[Records from a dataset]

"""

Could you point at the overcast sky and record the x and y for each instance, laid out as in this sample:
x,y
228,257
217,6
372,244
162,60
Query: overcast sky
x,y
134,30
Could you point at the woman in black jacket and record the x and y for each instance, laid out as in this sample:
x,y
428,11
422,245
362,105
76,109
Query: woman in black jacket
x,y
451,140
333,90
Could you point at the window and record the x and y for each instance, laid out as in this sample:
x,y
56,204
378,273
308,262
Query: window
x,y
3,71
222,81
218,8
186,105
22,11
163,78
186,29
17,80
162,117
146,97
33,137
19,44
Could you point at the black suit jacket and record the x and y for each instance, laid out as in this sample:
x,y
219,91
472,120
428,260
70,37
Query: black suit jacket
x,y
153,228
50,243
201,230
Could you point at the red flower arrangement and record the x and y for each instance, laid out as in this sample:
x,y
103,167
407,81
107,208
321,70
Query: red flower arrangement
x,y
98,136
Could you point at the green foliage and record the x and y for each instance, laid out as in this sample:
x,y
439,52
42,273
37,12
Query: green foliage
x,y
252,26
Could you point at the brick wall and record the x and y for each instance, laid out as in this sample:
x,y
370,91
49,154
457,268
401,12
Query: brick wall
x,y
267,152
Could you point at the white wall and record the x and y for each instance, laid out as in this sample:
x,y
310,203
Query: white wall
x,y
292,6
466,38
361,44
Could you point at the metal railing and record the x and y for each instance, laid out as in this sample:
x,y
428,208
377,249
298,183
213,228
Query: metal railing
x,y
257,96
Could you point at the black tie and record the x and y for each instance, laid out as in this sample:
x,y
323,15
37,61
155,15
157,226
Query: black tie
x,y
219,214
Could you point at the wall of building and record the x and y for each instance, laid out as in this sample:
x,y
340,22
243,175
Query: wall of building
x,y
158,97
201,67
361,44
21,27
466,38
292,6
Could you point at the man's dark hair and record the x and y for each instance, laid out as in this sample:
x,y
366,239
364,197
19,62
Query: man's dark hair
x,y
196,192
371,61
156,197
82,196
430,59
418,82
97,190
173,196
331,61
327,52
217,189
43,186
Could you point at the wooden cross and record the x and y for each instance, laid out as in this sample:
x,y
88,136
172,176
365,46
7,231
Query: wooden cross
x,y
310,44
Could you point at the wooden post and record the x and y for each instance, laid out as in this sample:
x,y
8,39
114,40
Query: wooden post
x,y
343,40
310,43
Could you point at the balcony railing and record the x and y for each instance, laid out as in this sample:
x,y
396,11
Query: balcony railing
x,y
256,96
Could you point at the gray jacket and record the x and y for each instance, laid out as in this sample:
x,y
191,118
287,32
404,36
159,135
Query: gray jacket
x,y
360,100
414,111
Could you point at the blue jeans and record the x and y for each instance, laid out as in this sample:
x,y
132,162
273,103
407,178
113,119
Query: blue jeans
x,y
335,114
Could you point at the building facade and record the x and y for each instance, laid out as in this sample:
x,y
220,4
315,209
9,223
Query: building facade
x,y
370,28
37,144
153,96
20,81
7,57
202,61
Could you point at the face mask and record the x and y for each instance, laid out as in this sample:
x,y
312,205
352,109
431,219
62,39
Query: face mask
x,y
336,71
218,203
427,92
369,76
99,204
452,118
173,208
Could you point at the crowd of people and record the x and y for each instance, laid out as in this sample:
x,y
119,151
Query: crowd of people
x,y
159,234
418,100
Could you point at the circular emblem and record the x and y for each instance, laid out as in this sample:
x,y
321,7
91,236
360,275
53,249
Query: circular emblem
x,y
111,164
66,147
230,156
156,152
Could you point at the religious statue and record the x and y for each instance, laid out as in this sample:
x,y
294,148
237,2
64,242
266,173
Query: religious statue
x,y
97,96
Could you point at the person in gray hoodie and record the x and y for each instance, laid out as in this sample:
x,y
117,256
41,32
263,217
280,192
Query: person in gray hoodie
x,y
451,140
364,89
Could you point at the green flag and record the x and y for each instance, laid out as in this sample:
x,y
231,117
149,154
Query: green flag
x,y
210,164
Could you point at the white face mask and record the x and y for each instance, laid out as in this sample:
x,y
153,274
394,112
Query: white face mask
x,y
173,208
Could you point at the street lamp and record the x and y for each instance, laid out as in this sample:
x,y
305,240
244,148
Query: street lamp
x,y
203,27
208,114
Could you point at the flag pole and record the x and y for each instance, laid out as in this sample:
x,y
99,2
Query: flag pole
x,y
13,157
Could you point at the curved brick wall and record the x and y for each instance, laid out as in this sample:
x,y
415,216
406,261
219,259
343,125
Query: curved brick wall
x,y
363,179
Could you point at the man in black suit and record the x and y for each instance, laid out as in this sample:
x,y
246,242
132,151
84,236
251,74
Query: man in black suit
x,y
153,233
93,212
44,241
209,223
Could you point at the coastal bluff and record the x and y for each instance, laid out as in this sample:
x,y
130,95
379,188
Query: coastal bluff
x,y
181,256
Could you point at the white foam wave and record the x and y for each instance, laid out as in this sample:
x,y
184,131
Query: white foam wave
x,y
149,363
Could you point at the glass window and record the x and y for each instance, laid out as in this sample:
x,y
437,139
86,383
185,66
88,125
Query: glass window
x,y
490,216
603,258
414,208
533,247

"""

EXERCISE AIM
Print the records once more, exactly as written.

ANSWER BELOW
Could you point at the overcast sky and record the x and y for each instance, laid out as in this sample:
x,y
228,257
217,6
372,244
162,60
Query: overcast sky
x,y
134,30
Could you point at the woman in black jacket and record the x and y for each instance, laid out as in this sample:
x,y
428,11
422,245
362,105
76,109
Query: woman in black jacket
x,y
451,140
333,90
Could you point at the window and record the x and y for each instance, laid out as in this sample:
x,y
56,204
378,273
308,262
Query: window
x,y
3,71
222,81
218,8
186,105
22,11
163,78
186,29
17,80
162,117
146,97
33,137
19,44
Could you point at the black suit jacket and record the x and y for each instance, laid out as in this sample:
x,y
219,91
472,120
428,260
70,37
Query: black suit jacket
x,y
153,228
50,243
201,230
Could you point at the red flower arrangement and record the x and y for each instance, laid out as in this sample:
x,y
103,167
407,81
107,208
321,70
Query: red flower arrangement
x,y
98,136
Could you point at the green foliage and record the x and y for each instance, laid out as in this sample:
x,y
439,52
42,273
37,12
Query: green foliage
x,y
252,26
Could you point at the brick wall and record the x and y for each instance, laid out as in this sample:
x,y
370,91
49,154
457,268
401,12
Query: brick wall
x,y
267,152
Could you point at the white wall and record the x and y for each instance, laid out as in this sample:
x,y
310,203
Query: white wall
x,y
292,6
466,38
361,44
Could you point at the metal railing and record the x and y for each instance, laid out as in this sample:
x,y
428,208
377,249
298,183
213,228
Query: metal railing
x,y
257,96
Could you point at the black tie and record the x and y for each instance, laid out as in this sample:
x,y
323,15
37,61
155,15
157,226
Query: black tie
x,y
219,214
Could you point at the wall of building and record the x and y for each instance, laid out as in this sample:
x,y
340,22
243,175
Query: wall of building
x,y
158,97
201,67
361,44
21,27
466,38
292,6
Could you point at the man's dark hair and record the x and y for each instance, laid out as in this sample:
x,y
366,239
364,197
19,62
Query: man's dark hair
x,y
196,192
371,61
156,197
82,196
430,59
418,82
97,190
173,196
331,61
327,52
217,189
43,186
Could you point at the wooden cross and record the x and y for each instance, laid out as in this sample:
x,y
88,136
172,176
365,46
7,231
Query: wooden cross
x,y
310,44
Could you point at the wooden post and record the x and y for each instance, laid out as in this sample:
x,y
8,39
114,40
Query: wooden post
x,y
343,40
310,43
Could you point at the balcony railing and record the x and y for each instance, laid out as in this sample:
x,y
396,11
Query: balcony railing
x,y
256,96
Could you point at the gray jacket and record the x and y for each instance, laid out as in this sample:
x,y
191,118
287,32
404,36
159,135
Query: gray jacket
x,y
360,100
414,111
Could you point at the blue jeans and record the x and y for each instance, laid out as in this sample:
x,y
132,162
273,103
407,178
113,119
Query: blue jeans
x,y
335,114
Could you point at the building facade and record the x and y for each instance, laid out as in this sample:
x,y
220,4
315,209
9,223
Query: building facade
x,y
370,28
37,144
153,96
20,81
7,57
202,61
Could you point at the face mask and record the x and y for each instance, laid out as in this sample:
x,y
312,205
352,109
431,219
62,39
Query: face mask
x,y
336,71
218,203
427,92
369,76
99,204
452,118
173,208
Could you point at the crowd of people and record the x and y for each instance, laid out as in this sample:
x,y
119,151
Query: crowd of people
x,y
159,234
418,100
Could you point at the circular emblem and record the x and y for each instance, laid out as in this sample:
x,y
321,7
91,236
360,275
53,249
Query: circular emblem
x,y
111,164
66,147
230,156
156,152
Could you point at the religious statue and record the x and y for each instance, laid out as in this sample:
x,y
294,148
237,2
64,242
266,173
Query: religious statue
x,y
97,96
Could you point at the person in gray hoodie and record the x and y for each instance, laid out as in this sample:
x,y
117,256
41,32
263,217
280,192
Query: person in gray hoodie
x,y
451,140
364,89
Could you point at the green flag and record the x and y for each instance, laid out as in this sample:
x,y
231,117
149,154
Query: green flag
x,y
210,164
Could you point at the white face mask and record the x and y for each instance, laid out as in this sample:
x,y
153,274
394,112
Query: white face mask
x,y
173,208
Could you point at the street lamp and record the x and y for each instance, laid out as in this sample:
x,y
305,240
244,148
Query: street lamp
x,y
203,27
208,114
Could you point at the flag pole and record the x and y for each instance, laid out as in this sample:
x,y
99,2
Query: flag pole
x,y
13,157
Could you point at the curved brick wall and record the x and y for each instance, laid out as in this sample:
x,y
415,216
406,261
219,259
343,125
Query: curved brick wall
x,y
363,179
Could you point at the man in black suit and record the x and y for each instance, laid out as in this sample:
x,y
246,242
132,151
84,236
251,74
Query: man in black suit
x,y
153,233
93,212
44,241
209,223
Could you point at the coastal bluff and record the x and y for each instance, laid out as in this sample:
x,y
130,95
379,188
Query: coastal bluff
x,y
181,256
Could you point at the white foam wave and record the x and y for each instance, laid out as in this sample:
x,y
184,131
Query: white foam wave
x,y
149,363
Could you point at the glass window and record the x and y for each instance, laid out as in this sample:
x,y
437,139
86,383
185,66
88,125
Query: glass window
x,y
490,216
603,258
414,208
533,247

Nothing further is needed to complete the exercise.